(Text)
☆ ☆ ☆ ☆ ☆

I have used my Radial Arm Saw as an over top router… A number of the older RAS's had a collate for a router bit on the motor.

The RPM's aret as fast as a large router but for using as a pin router or detail work the RAS router can handle it with no problem… With the RAS you all ready have the ability to easily raise and lower the bit by cranking the handle, you have the sliding arm, and you can turn the motor at different angles very easy. I know this attachment was not very popular but I think a lot of people would be surprised how useful it can be.


----------



## DMIHOMECENTER

@KenBee, My thinking exactly…


----------



## 33706

Gee, doesn't anybody own/use an 'Onsrud Pin Router' anymore? They were the greatest. Like this:


----------



## Roger Clark aka Rex

OK, so here's some machines from Grizzly:
http://www.grizzly.com/products/Bench-Top-Overarm-Router/G0587
http://www.grizzly.com/products/Overarm-High-Speed-Router/G8030
http://www.grizzly.com/products/5-HP-Overarm-Router-2-Speed-3-Phase/G9981
They are currently available.


----------



## KenBee

Roger Clark aka Rex….Those are fine but look at the cost. With what I have on hand and the parts I need to build one I could have one that does the same thing as the high cost ones for around $30.00 or less. It is the same with woodworking jigs & plans, show me a picture and I will build it without spending money on a plan. The measurements may not be the same, but the outcome will look the same. The type of wood may be different than pictured but then again how many woodworkers always use the same exact wood called for in a plan?

☆ ☆ ☆ ☆ ☆

(Excerpts from point annotation data)
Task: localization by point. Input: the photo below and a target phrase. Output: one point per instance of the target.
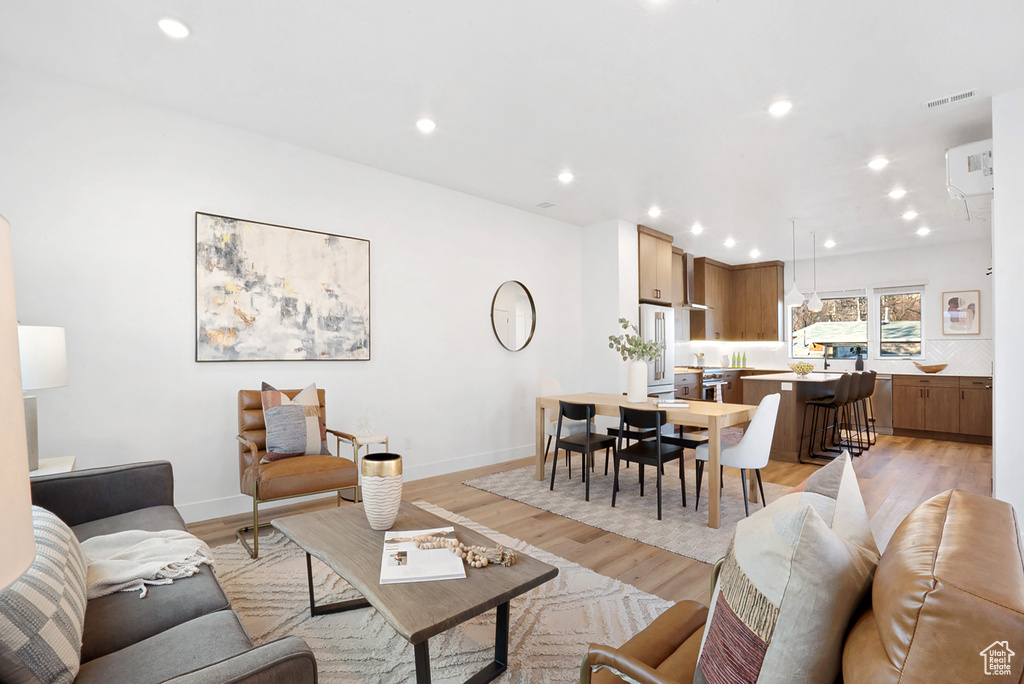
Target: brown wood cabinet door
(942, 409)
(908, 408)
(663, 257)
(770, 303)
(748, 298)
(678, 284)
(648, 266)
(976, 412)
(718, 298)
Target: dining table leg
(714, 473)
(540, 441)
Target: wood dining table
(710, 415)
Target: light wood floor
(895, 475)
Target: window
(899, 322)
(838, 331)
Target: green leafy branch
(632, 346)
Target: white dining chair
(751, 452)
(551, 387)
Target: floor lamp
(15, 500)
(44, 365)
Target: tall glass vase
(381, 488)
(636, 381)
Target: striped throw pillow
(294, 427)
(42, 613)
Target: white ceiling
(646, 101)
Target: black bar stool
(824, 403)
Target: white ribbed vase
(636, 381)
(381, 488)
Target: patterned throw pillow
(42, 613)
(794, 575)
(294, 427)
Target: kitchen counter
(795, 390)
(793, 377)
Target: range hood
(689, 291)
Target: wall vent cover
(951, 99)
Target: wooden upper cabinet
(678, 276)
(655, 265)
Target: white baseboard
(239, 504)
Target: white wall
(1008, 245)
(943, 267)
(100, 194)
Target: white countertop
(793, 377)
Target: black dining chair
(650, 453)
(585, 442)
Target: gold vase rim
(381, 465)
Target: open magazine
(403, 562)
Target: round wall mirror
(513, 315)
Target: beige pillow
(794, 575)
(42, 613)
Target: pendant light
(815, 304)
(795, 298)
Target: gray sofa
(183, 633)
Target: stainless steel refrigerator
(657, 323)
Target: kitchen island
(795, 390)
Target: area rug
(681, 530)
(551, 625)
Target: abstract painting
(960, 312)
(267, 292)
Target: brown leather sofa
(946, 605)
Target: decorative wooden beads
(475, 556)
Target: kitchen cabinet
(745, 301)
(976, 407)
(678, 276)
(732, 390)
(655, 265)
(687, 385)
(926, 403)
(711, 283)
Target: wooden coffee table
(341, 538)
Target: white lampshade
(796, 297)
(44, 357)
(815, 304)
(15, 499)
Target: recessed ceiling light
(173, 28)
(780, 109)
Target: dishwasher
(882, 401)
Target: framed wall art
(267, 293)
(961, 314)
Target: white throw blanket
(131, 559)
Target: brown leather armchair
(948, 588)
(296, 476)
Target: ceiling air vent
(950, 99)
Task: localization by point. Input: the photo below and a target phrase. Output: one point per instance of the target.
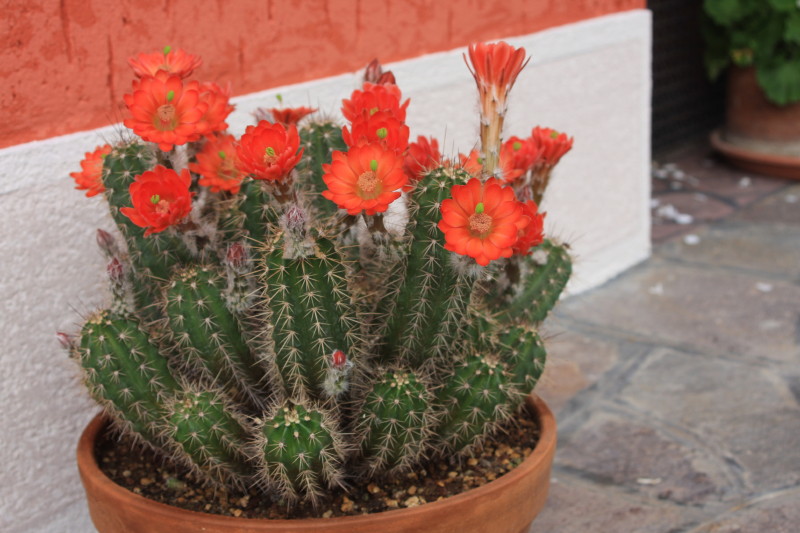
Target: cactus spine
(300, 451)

☆ ☆ ☆ ☆ ☆

(Task instructions)
1) Reproduce the portion of the overarm router thread starting with "I have used" and going on through "useful it can be.".
2) In the overarm router thread, why does KenBee prefer building his own machine to buying one of the Grizzly models? Answer in one to three sentences.
3) Write the next post in the overarm router thread, picking up after its final sentence.

(The replies)
1)
I have used my Radial Arm Saw as an over top router… A number of the older RAS's had a collate for a router bit on the motor.

The RPM's aret as fast as a large router but for using as a pin router or detail work the RAS router can handle it with no problem… With the RAS you all ready have the ability to easily raise and lower the bit by cranking the handle, you have the sliding arm, and you can turn the motor at different angles very easy. I know this attachment was not very popular but I think a lot of people would be surprised how useful it can be.

2) The Grizzly machines cost too much. With the materials he already has and the parts he still needs, he could build one that does the same job for around $30.00 or less.

3)
----------



## DMIHOMECENTER

Those are cool indeed, but with a spread of $655 to nearly $4000, I think the jig is in the future for my cheap derriere.


----------



## Roger Clark aka Rex

Quite agree with you guys about the cost.The ones I pointed out are for production work.
The handmade ones you envision will work very well for lighter usage, just follow the MLCS and Veritas models, they are simple machines. The hardest part I think will be the "bit jack" which allows you, by foot pedal to increase the depth of cut for each pass (if it is required). Anyone with a router lift will find that easy to do.
If you will need to purchase parts to make one, you may want to compare your part costs to the MLCS. which is really inexpensive.


----------



## Roger Clark aka Rex

Heads up:
MLCS has the daisy pin router on sale plus for $48, includes spiral bit and template.

*HOLIDAY SPECIAL! Get the Daisy Pin Router plus a FREE Oval Mirror Template and a 1/4" HSS spiral router bit. Save $46!*


----------



## DMIHOMECENTER

Good deal ! How you do dat, Rex ? ;=)

Still gonna build the other one, too.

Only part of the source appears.